Records from a data source:
..............................
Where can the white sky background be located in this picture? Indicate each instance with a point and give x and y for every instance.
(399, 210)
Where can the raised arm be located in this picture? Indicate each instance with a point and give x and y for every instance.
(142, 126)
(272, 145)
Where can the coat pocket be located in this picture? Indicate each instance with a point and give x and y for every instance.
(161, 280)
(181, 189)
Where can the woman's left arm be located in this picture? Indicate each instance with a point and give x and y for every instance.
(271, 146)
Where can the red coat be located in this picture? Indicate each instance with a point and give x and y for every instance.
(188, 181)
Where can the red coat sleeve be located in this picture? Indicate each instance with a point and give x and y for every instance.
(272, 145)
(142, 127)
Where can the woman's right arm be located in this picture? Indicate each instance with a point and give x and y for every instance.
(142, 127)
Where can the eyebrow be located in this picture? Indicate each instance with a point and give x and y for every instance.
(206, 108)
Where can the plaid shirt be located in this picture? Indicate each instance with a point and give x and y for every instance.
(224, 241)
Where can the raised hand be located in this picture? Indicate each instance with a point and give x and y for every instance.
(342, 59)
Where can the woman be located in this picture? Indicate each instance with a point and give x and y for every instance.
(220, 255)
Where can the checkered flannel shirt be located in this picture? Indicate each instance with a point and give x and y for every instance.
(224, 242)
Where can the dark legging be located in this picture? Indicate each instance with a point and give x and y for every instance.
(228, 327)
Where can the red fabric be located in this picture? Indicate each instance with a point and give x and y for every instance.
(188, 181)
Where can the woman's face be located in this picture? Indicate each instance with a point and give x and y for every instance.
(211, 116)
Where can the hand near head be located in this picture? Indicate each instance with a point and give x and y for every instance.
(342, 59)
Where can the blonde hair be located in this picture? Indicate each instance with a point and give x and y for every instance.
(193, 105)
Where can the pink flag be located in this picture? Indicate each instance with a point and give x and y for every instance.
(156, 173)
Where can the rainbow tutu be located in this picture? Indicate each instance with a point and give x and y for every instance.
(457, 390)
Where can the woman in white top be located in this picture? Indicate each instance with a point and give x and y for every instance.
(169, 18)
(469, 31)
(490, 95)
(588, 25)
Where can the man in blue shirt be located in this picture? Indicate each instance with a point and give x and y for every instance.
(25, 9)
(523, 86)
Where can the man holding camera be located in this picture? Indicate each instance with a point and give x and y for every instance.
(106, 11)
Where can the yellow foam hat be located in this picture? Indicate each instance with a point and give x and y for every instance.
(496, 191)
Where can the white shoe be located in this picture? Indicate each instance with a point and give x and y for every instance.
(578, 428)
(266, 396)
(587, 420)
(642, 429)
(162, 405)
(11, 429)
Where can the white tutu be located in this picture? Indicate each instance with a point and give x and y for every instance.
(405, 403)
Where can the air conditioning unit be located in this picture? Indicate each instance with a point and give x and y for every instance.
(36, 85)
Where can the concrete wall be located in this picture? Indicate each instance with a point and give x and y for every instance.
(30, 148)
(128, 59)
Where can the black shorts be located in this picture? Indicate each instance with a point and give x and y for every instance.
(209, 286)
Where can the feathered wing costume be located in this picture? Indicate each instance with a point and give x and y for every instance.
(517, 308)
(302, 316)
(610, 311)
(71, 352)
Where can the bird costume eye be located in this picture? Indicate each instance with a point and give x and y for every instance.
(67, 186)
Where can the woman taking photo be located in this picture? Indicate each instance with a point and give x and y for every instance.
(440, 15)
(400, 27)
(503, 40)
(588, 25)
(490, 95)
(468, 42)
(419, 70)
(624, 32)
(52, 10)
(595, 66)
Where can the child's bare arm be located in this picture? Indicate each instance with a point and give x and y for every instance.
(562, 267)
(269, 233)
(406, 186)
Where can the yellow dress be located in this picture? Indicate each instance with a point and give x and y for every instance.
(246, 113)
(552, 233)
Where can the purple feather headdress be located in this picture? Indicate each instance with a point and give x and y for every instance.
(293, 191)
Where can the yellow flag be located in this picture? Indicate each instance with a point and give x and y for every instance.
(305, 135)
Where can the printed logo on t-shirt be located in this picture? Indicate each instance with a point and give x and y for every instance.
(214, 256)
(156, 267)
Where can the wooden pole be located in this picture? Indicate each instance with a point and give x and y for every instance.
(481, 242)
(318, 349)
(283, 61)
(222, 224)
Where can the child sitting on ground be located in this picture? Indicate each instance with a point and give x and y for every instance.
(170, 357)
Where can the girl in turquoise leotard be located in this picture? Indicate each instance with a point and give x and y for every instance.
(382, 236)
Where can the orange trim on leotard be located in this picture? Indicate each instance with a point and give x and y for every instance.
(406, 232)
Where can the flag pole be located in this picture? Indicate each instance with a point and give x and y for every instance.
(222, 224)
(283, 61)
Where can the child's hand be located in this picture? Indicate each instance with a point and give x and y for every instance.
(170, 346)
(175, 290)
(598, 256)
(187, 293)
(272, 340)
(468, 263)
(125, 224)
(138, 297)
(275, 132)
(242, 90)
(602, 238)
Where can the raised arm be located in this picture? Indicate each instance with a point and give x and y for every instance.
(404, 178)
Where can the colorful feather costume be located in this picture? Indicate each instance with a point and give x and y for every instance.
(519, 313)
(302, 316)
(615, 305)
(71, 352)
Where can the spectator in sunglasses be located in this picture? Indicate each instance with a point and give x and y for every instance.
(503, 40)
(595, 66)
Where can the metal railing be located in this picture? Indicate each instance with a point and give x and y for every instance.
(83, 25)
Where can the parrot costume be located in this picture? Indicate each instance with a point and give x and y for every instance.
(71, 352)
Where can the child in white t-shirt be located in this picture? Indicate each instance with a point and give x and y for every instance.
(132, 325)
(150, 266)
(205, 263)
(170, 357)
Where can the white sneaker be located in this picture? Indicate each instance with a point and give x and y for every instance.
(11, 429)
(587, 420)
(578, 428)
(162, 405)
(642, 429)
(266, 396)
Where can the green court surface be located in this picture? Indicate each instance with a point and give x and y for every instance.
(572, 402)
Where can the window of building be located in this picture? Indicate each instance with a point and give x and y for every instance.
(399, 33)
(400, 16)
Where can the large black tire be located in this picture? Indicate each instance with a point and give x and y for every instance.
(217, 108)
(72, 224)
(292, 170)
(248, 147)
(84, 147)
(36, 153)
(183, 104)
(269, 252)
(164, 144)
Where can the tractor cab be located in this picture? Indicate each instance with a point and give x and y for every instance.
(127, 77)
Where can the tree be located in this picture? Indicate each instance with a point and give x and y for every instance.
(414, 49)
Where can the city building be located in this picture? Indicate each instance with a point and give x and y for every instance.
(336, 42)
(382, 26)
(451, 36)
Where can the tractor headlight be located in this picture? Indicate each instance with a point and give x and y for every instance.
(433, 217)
..............................
The problem
Take the entries above and repeat them verbatim.

Expected output
Where can the white sky background be located in this picture? Indicate each instance with a point and give x and y for every instance.
(399, 210)
Where can the raised arm be located in this picture? Indicate each instance with a point and give x and y for every instance.
(142, 126)
(272, 145)
Where can the coat pocket be located in this picture? Indicate each instance with a point and give x and y for every instance.
(161, 280)
(181, 189)
Where can the woman's left arm be located in this picture? Indicate each instance with a point and give x and y for every instance.
(271, 146)
Where can the red coat be located in this picture? Indicate each instance with a point and give x and y for every instance.
(188, 181)
Where can the red coat sleeve be located in this picture? Indicate each instance with a point and give x and y for every instance.
(272, 145)
(142, 127)
Where can the woman's right arm be located in this picture? Indicate each instance with a point and give x and y for every instance.
(142, 127)
Where can the eyebrow be located in this picture? Indicate each instance with a point and give x and y for every instance.
(206, 108)
Where can the plaid shirt be located in this picture? Indicate each instance with a point and give x and y for every instance.
(224, 241)
Where can the raised hand be located in this picture? Indicate each instance with a point and give x and y for every instance.
(342, 59)
Where can the woman be located in this picture? Indicate each instance with a point and give x and y for every instance.
(220, 255)
Where can the checkered flannel shirt be located in this picture? Indicate each instance with a point and give x and y for every instance.
(224, 242)
Where can the dark legging be located in this picture? Indicate each instance with a point and give x and y for every instance.
(228, 327)
Where can the red fabric be located in this picture? Indicate each instance with a point and give x and y for every instance.
(188, 181)
Where can the woman's face be located in this picture? Indicate each instance with a point and give x and y for every instance.
(211, 116)
Where can the hand near head be located in this picture? Indicate each instance with a point and give x and y for every instance.
(342, 59)
Where can the blonde hair be located in this picture? Indicate each instance with a point and give x and y for every instance.
(193, 105)
Where can the pink flag be located in this picture? Indicate each instance with a point and give x and y for every instance.
(156, 173)
Where can the rainbow tutu be located in this picture? Indicate each instance with a point and give x and y for every instance.
(457, 390)
Where can the woman in white top be located in this picture? Indicate each instance with a point and give x and y for every instance.
(169, 18)
(469, 31)
(490, 95)
(588, 25)
Where can the man in blue shirt be located in this picture? Indicate each instance with a point and give x and y for every instance.
(25, 9)
(523, 86)
Where can the man holding camera be located in this picture? Indicate each instance with a point and give x and y for every instance.
(106, 11)
Where can the yellow foam hat be located in this picture? Indicate each instance with a point and give x and y for every instance.
(496, 191)
Where can the white shoe be located in this picture? Indicate each instance with a point and give x and y for every instance.
(578, 428)
(266, 396)
(587, 420)
(642, 429)
(162, 405)
(11, 429)
Where can the white tutu be located in this picture? Indicate each instance with a point and give x and y for every instance.
(405, 403)
Where can the air conditioning unit be located in this picture? Indicate each instance with a point and give x and y for every instance.
(36, 85)
Where can the concrete wall be located in this picture? Indicate each instance with a point and give x and y for every instance.
(30, 148)
(128, 59)
Where can the black shorts be located in this picture? Indicate each instance with a point and give x and y for every instance.
(209, 286)
Where can the feathered wing costume be located in this picture? Indicate each instance with a point and give x and y for every instance.
(517, 308)
(302, 316)
(610, 311)
(71, 352)
Where can the bird costume eye be located in this picture? Indicate each instance with a point and give x and y for every instance.
(67, 186)
Where can the woman taking photo be located in this picture? Indicate each instance with a point and give x and y for every instance.
(440, 15)
(400, 27)
(503, 40)
(588, 25)
(490, 95)
(468, 42)
(419, 70)
(624, 32)
(52, 10)
(595, 66)
Where can the child's bare arm be located in this picture? Indicate each instance with a point and give x and y for every instance.
(562, 267)
(269, 233)
(406, 186)
Where can the yellow dress be located in this picture? Indicate each instance with a point and give x and y for every instance.
(246, 113)
(552, 233)
Where can the purple feather headdress be located in this picture? Indicate each instance with a point and give x and y for every instance.
(293, 191)
Where can the yellow flag be located in this picture? Indicate each instance with a point and give x and y for every instance.
(305, 135)
Where can the printed logo on t-shirt be located in this picture? Indicate each instance with a point and give x and y for every instance.
(214, 256)
(156, 267)
Where can the wooden pole be located in this picture? Indicate each instance with a point and give x and y for every instance.
(481, 242)
(318, 349)
(283, 61)
(222, 224)
Where can the child sitting on ground be located in this picture? Indicate each instance with a point and give x and y for every instance.
(170, 357)
Where can the girl in turquoise leotard be located in this picture? Indicate each instance with a point and give x and y for every instance.
(382, 236)
Where can the orange trim on leotard be located in this picture? Indicate each instance with a point and give x and y for every instance.
(406, 232)
Where can the flag pole be located in this picture? Indicate each instance with a point and give x and y for every instance.
(222, 224)
(283, 61)
Where can the child's hand be located in this picture? Indicate each instance with a point and give x and y for every instance.
(170, 346)
(175, 290)
(598, 256)
(187, 293)
(272, 340)
(468, 263)
(125, 224)
(138, 297)
(275, 132)
(242, 90)
(602, 238)
Where can the raised arm be located in this picture? Indicate each instance with a point and give x and y for every instance.
(404, 178)
Where can the colorful feather costume be located in this picture? Indicate each instance with a point and give x and y for every instance.
(519, 313)
(302, 316)
(615, 305)
(71, 352)
Where can the spectator in sunglasses be located in this picture? Indicate each instance with a point and give x and y for every instance.
(503, 40)
(595, 66)
Where can the metal railing be located in this picture? Indicate each instance with a point and give x and y for every instance.
(83, 25)
Where can the parrot costume be located in this picture? Indicate each instance with a point and give x and y for every instance.
(71, 352)
Where can the child in white t-shirt be located in this picture? Indicate each instance with a point and give x and y for every instance.
(132, 325)
(150, 266)
(205, 263)
(170, 357)
Where can the white sneaker be located in this picture? Indicate each instance with a point and give x and y for every instance.
(11, 429)
(587, 420)
(578, 428)
(162, 405)
(642, 429)
(266, 396)
Where can the green court surface be located in this picture? Indicate each instance with a point and give x and y for every instance.
(572, 402)
Where can the window of building be located in this picture? Indicate each instance with a point and give x and y for every instance.
(399, 33)
(400, 16)
Where can the large black tire be located in this picture? Indicate each instance with a point and give x and y for every instance.
(217, 108)
(72, 224)
(292, 170)
(248, 147)
(84, 147)
(36, 153)
(183, 104)
(269, 252)
(164, 144)
Where can the tractor cab be located in this picture? Indicate each instance with a point and give x and y for every instance.
(127, 77)
Where can the tree be located in this picture? Indicate each instance with a point and give x and y for every instance.
(414, 49)
Where can the city building be located in this picture? Indicate each instance with a point and give x and y for every instance.
(336, 42)
(382, 26)
(451, 36)
Where can the tractor headlight be located in this picture? Indicate each instance with a point and give x and y for every instance.
(433, 217)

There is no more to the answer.